▶ Required work
Each record below should be output verbatim, without pictures.

▶ Data extract
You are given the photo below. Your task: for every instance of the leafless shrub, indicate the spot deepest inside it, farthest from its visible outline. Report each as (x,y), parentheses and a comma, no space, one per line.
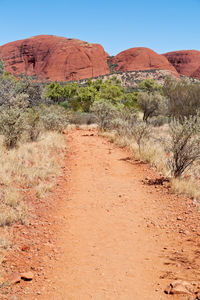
(183,146)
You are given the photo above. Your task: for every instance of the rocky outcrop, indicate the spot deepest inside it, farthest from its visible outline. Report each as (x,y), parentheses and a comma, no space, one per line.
(55,58)
(186,62)
(141,59)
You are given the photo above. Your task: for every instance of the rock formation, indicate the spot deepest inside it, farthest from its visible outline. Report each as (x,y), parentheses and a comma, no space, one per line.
(186,62)
(141,59)
(56,58)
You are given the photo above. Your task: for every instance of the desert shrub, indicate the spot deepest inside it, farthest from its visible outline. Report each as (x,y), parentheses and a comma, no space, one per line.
(140,132)
(183,97)
(34,91)
(33,123)
(7,89)
(2,67)
(12,120)
(80,118)
(105,112)
(152,104)
(149,85)
(183,145)
(159,121)
(54,118)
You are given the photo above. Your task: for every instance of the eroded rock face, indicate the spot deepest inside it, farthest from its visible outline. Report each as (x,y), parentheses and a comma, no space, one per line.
(141,59)
(56,58)
(186,62)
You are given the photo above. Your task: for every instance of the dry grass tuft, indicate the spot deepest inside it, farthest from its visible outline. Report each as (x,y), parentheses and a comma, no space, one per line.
(152,152)
(34,165)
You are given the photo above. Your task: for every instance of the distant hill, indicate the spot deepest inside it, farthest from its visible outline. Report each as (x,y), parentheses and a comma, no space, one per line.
(49,57)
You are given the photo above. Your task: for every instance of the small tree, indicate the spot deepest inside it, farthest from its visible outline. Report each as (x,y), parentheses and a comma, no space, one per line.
(183,145)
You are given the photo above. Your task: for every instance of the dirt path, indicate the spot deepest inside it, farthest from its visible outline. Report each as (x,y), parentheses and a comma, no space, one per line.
(116,238)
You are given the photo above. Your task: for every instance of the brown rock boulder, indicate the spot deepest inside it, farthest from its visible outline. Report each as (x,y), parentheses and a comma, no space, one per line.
(141,59)
(56,58)
(186,62)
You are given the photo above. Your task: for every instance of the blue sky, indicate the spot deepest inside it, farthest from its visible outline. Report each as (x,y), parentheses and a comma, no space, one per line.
(118,25)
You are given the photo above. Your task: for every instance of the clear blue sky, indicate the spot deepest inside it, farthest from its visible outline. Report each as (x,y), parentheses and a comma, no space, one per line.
(118,25)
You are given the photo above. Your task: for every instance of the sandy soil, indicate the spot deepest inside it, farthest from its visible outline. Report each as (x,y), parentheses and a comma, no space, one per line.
(106,233)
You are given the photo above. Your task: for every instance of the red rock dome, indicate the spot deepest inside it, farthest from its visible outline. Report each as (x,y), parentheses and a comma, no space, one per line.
(186,62)
(141,59)
(56,58)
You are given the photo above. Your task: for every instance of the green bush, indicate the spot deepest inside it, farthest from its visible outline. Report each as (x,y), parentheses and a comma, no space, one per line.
(54,118)
(105,112)
(183,145)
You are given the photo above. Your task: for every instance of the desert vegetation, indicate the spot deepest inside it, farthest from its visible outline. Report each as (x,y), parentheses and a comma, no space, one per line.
(160,124)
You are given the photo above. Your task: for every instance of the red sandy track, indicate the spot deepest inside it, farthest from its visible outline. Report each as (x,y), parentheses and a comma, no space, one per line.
(114,236)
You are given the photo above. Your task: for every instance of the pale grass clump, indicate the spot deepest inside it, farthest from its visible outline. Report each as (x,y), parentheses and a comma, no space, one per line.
(5,244)
(32,165)
(12,197)
(9,215)
(32,162)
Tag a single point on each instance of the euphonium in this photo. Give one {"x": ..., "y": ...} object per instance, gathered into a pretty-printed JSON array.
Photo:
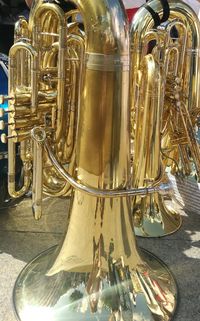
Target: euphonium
[
  {"x": 97, "y": 273},
  {"x": 48, "y": 95},
  {"x": 154, "y": 99}
]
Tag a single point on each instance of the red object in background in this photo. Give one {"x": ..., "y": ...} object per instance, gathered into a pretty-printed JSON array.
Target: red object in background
[{"x": 130, "y": 13}]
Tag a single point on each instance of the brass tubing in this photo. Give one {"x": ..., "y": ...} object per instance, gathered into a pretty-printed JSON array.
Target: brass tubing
[
  {"x": 61, "y": 55},
  {"x": 163, "y": 188}
]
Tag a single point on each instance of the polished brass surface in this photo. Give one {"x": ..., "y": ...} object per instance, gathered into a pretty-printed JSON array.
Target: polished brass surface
[
  {"x": 45, "y": 76},
  {"x": 97, "y": 273},
  {"x": 75, "y": 296},
  {"x": 163, "y": 94}
]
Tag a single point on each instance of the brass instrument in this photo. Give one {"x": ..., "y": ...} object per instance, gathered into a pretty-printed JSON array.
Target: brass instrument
[
  {"x": 175, "y": 77},
  {"x": 47, "y": 96},
  {"x": 97, "y": 273}
]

▶ Problem solution
You are given the photo below. Your task: for every instance of the leafless shrub, indicate the spot deepest inside it, farthest from its visible outline. Report each as (x,y), parentheses and a comma, no space, one per line.
(183,146)
You are given the photo above. Your task: for every instance of the rocky outcrop, indicate the spot deepest inside it, farthest from its visible outline. Report each as (x,y), parentheses and a comma, no space, one per line.
(55,58)
(186,62)
(141,59)
You are given the photo above. Your task: for every instance of the rock formation, indicate the spot deepest inside it, farthest from its visible outline. Report each as (x,y), parentheses and a comma, no space, one per line.
(186,62)
(141,59)
(56,58)
You are given the photo above. Your task: for every instance of the desert shrub, indicate the spot deepest inside it, farthest from its visible outline. Report each as (x,y), parentheses and a comma, no space, one per line.
(140,132)
(183,97)
(34,91)
(33,123)
(7,89)
(2,67)
(12,120)
(80,118)
(105,112)
(152,104)
(149,85)
(183,145)
(159,121)
(54,118)
You are given the photo above. Your task: for every instance of the eroded rock face, indicate the spot deepest inside it, farthest from its visible outline. Report each as (x,y), parentheses and a comma, no space, one per line.
(141,59)
(56,58)
(186,62)
You are given the photo above. Your task: for every instance of the dry grass tuft, indicate the spot deepest inside it, farthest from its visible outline. Report each as (x,y), parentheses and a comma, no space, one per line.
(152,152)
(34,165)
You are given the photo above. Your task: for every instance of the distant hill, indicate the spot deepest inside it, farthest from its visible outline. Report each as (x,y), parentheses and a comma, no space, one per line.
(49,57)
You are given the photo above. Your task: for every instance of the small tree, indicate the spot deepest inside it, farthest from its visible outline. Report each as (x,y), parentheses and a comma, no space, one per line.
(183,145)
You are given the photo above. Your task: for every instance of the dirt path, indicate the spot deepest inside it, farthest from its visible outline. Report each as (x,y), parentheses and a comma, no space, one per line.
(116,238)
You are given the photo above. Your task: for every instance of the brown rock boulder, indicate the spot deepest inside it, farthest from its visible outline. Report each as (x,y), parentheses and a comma, no space, one per line.
(141,59)
(56,58)
(186,62)
You are given the photo above. Your task: for every instance of the blue sky, indicate the spot deepest inside it, farthest from its visible outline. Report each as (x,y), parentheses and a comma, no space, one per line.
(118,25)
You are given the photo above. Your task: for every instance of the clear blue sky, indicate the spot deepest inside it, farthest from its visible outline. Report each as (x,y), parentheses and a comma, no space, one per line.
(118,25)
You are given the photo above. Your task: for every instance of the sandy soil, indicate the spot deepest inside it, farthest from its visible outline. Report each as (x,y), parentheses and a comma, no space, one per line.
(106,233)
You are given the photo above. Your task: for every instance of the red rock dome, indicate the spot deepest inside it, farthest from its visible outline. Report each as (x,y), parentheses and a comma, no space, one per line.
(186,62)
(141,59)
(56,58)
You are given the photo above. Your task: for every instance of the green bush, indicate the spot deepest inside it, farthest from its visible outline. Report each as (x,y), parentheses and a comma, no space, one per line.
(54,118)
(105,112)
(183,145)
You are given the photo above. Your task: for every instance of the desert vegetation, indicate the spot deepest inside it, farthest from its visible outline. Report each as (x,y), parentheses and a comma, no space, one per line.
(160,124)
You are given the photo above. Your task: for every instance of the red sandy track, indicate the spot deepest inside it, farthest from its visible outline. Report each as (x,y), parentheses and a comma, no space, one per line.
(114,236)
You are given the photo above. Your task: for every instance of the pale grass clump, indicate the spot deepest inside it, farthest from its visible outline. Report each as (x,y), parentheses and a comma, no space, one per line.
(5,244)
(32,165)
(12,197)
(9,215)
(32,162)
Tag a single point on each instance of the euphonium in this photo. Give one {"x": ..., "y": ...} object per instance, gathered into a pretty-printed JSON array.
Photo:
Target: euphonium
[
  {"x": 97, "y": 273},
  {"x": 48, "y": 95},
  {"x": 154, "y": 99}
]
Tag a single point on each instance of the red object in background in this photo. Give one {"x": ..., "y": ...} object per instance, gathered into a pretty-printed JSON array.
Target: red object in background
[{"x": 130, "y": 13}]
Tag a single point on each instance of the brass tubing in this photo. Give one {"x": ..., "y": ...} object per instance, gathered into a pretty-printed JSON array.
Target: brass tubing
[
  {"x": 61, "y": 55},
  {"x": 163, "y": 188}
]
Tag a single point on each instance of the polished brass surface in this photo. Give one {"x": ..., "y": ...} object per instance, gathered into a pretty-printed JSON array.
Target: polished brass surface
[
  {"x": 45, "y": 76},
  {"x": 97, "y": 273},
  {"x": 75, "y": 296},
  {"x": 163, "y": 94}
]
Tag a single point on each instance of the brass instrument in this photo. Give one {"x": ..., "y": ...} object per instance, gathered into a pretty-printed JSON array.
Target: brass instrument
[
  {"x": 175, "y": 77},
  {"x": 47, "y": 96},
  {"x": 97, "y": 273}
]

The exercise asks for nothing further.